■ Text extract:
********************

Newspaper article The Evening Standard (London, England)

The Human Search Engine

Newspaper article The Evening Standard (London, England)

The Human Search Engine

Article excerpt

Byline: Mark Prigg

FOR the man who describes his job as "being in charge of the world's search", Amit Singhal has a simple dream -- to built the Star Trek communicator he saw on his family's black-and-white TV while growing up in India.

Sitting inside Google's vast, sprawling headquarters in Mountain View, Silicon Valley, Amit is, despite 11 years at the search firm, still a man possessed. "I come in like a child in a candy store, I'm jumping up and down because I have this amazing team brimming with new ideas," he says.

"That team is doing such amazing science, and bringing me closer to my childhood dream -- how does it get any better?" Singhal's role at Google is simple -- he is the man in charge of search. When he arrived at the firm 11 years ago, following a spell at AT&T in New York, one of his first jobs was to rewrite the algorithm that powers Google's search engine.

"I came in and said 'I'm a search academic, why don't you let me practise that?' I didn't really read the Google code, and wrote a parallel version, telling them, 'This is how I would do it". That project was adopted as the core of Google's entire operation, and is still powering more than a billion searches carried out every day.

His job now includes overseeing nearconstant updates to the code, continually tweaking it to make life easier for users. "My original algorithm has become a foundation on which we have an even more beautiful building.

********************

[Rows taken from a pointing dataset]

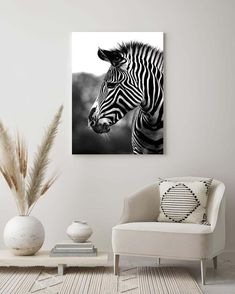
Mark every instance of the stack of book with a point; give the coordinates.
(72, 249)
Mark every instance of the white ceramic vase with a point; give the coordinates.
(24, 235)
(79, 231)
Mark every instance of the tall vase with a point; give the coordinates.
(24, 235)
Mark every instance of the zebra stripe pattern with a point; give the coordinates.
(134, 81)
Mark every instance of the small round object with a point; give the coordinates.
(79, 231)
(24, 235)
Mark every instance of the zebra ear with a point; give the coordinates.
(114, 56)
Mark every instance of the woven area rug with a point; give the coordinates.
(100, 280)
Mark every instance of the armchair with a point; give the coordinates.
(139, 233)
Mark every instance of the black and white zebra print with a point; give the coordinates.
(134, 80)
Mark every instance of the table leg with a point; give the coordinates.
(61, 268)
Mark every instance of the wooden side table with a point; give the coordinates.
(42, 258)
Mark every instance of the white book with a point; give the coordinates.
(66, 244)
(74, 250)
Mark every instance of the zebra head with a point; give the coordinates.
(119, 92)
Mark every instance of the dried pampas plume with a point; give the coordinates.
(26, 184)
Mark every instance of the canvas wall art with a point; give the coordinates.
(117, 93)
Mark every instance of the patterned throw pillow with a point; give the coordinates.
(183, 202)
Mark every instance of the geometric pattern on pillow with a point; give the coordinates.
(183, 201)
(178, 202)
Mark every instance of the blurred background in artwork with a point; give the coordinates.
(85, 89)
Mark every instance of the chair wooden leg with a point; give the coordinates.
(116, 264)
(203, 270)
(215, 262)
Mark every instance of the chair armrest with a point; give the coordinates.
(142, 206)
(216, 206)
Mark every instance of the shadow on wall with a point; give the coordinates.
(85, 89)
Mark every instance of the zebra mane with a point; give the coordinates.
(133, 46)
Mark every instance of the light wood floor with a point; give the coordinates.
(221, 281)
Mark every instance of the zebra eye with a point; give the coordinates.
(111, 85)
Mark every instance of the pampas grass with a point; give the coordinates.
(27, 184)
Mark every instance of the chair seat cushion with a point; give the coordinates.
(173, 240)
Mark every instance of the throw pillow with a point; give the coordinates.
(183, 202)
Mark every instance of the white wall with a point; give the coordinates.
(35, 65)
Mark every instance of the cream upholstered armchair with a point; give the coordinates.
(140, 234)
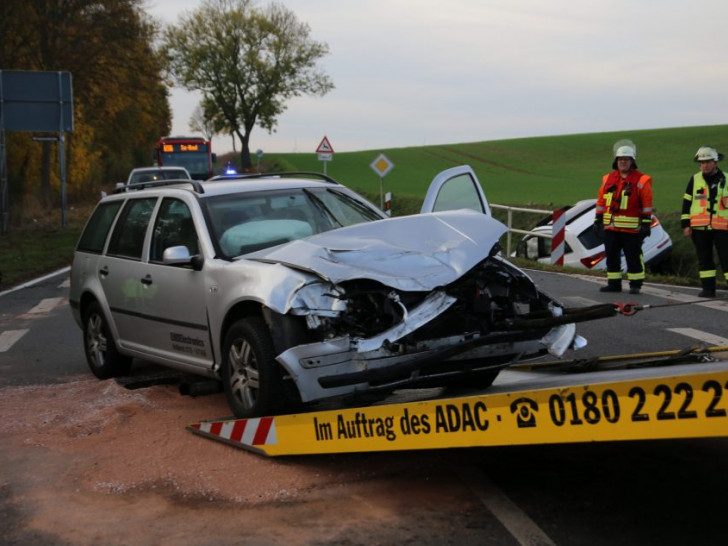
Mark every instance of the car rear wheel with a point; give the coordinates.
(251, 377)
(102, 355)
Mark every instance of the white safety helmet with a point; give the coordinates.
(625, 151)
(706, 153)
(625, 148)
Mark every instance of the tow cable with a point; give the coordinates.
(629, 309)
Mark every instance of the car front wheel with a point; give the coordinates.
(102, 355)
(251, 377)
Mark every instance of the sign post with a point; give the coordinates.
(381, 165)
(325, 152)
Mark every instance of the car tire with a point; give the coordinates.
(102, 355)
(251, 377)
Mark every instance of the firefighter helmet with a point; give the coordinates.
(706, 153)
(625, 148)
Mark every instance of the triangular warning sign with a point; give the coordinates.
(325, 147)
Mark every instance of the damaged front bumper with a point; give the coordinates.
(344, 365)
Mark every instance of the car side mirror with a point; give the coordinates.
(180, 255)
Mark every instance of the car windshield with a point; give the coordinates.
(247, 222)
(158, 174)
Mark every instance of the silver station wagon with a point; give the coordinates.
(291, 289)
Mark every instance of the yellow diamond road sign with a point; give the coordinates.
(381, 165)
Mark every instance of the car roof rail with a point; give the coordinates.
(241, 176)
(196, 185)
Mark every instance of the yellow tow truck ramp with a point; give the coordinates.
(522, 408)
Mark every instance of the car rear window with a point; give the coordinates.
(97, 228)
(127, 239)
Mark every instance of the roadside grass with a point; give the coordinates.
(39, 245)
(541, 172)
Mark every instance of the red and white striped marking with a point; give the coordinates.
(242, 432)
(557, 240)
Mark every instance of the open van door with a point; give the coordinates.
(456, 188)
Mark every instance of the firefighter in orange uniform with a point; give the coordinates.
(705, 217)
(623, 218)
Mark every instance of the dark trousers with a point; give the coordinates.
(616, 243)
(704, 240)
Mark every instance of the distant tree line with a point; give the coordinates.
(121, 105)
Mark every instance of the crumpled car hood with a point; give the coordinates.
(419, 252)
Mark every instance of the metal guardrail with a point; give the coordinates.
(511, 229)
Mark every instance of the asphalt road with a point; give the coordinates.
(637, 492)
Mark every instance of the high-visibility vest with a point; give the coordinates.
(625, 201)
(700, 212)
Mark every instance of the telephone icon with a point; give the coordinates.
(525, 410)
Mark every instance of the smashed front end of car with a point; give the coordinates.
(415, 301)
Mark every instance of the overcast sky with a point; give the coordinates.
(423, 72)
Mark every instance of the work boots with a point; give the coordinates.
(708, 290)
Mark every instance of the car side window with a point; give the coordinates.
(97, 229)
(127, 240)
(173, 227)
(459, 192)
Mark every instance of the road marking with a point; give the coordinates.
(701, 336)
(36, 281)
(578, 300)
(9, 337)
(521, 527)
(45, 305)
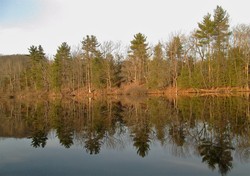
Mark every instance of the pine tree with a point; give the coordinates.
(139, 56)
(61, 67)
(90, 53)
(38, 67)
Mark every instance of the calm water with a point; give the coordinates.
(126, 136)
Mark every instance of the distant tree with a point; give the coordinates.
(61, 67)
(205, 39)
(240, 52)
(174, 55)
(38, 68)
(157, 76)
(90, 53)
(139, 57)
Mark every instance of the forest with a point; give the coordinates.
(213, 56)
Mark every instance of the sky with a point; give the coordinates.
(50, 22)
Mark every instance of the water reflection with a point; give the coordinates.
(214, 128)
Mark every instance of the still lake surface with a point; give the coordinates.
(126, 136)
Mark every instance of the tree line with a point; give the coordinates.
(213, 55)
(207, 127)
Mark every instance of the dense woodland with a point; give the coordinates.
(214, 55)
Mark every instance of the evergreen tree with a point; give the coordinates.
(38, 67)
(61, 67)
(139, 56)
(174, 55)
(157, 77)
(90, 52)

********************

■ Tasks:
1. From the article about Google's head of search, extract the passage between "FOR the man" and "up in India.", inclusive.
2. Continue the article about Google's head of search from the point where it stops.

■ Answers provided:
1.
FOR the man who describes his job as "being in charge of the world's search", Amit Singhal has a simple dream -- to built the Star Trek communicator he saw on his family's black-and-white TV while growing up in India.

2.
"When I built the original foundation it was the best house we knew how to build back then. We soon realised that we could add rooms to the house, we added a new fixture, a basement or other area. Meanwhile we are constantly trying to pull it down and try again, building foundations to try.

"We have the entire web in a sandbox that only our engineers can see, and our engineers can take their new algorithm and see it change millions of queries. If it works, we send it to testers, whom we pay, but we don't tell them what they are testing.

"If the tweaks are still deemed useful they are unleashed into the wild -- but only to some users.

"Then we take a tiny slice, one per cent of our users, and expose them to this change. We measure things such as where on the page they click, when they click higher -- that's good for us.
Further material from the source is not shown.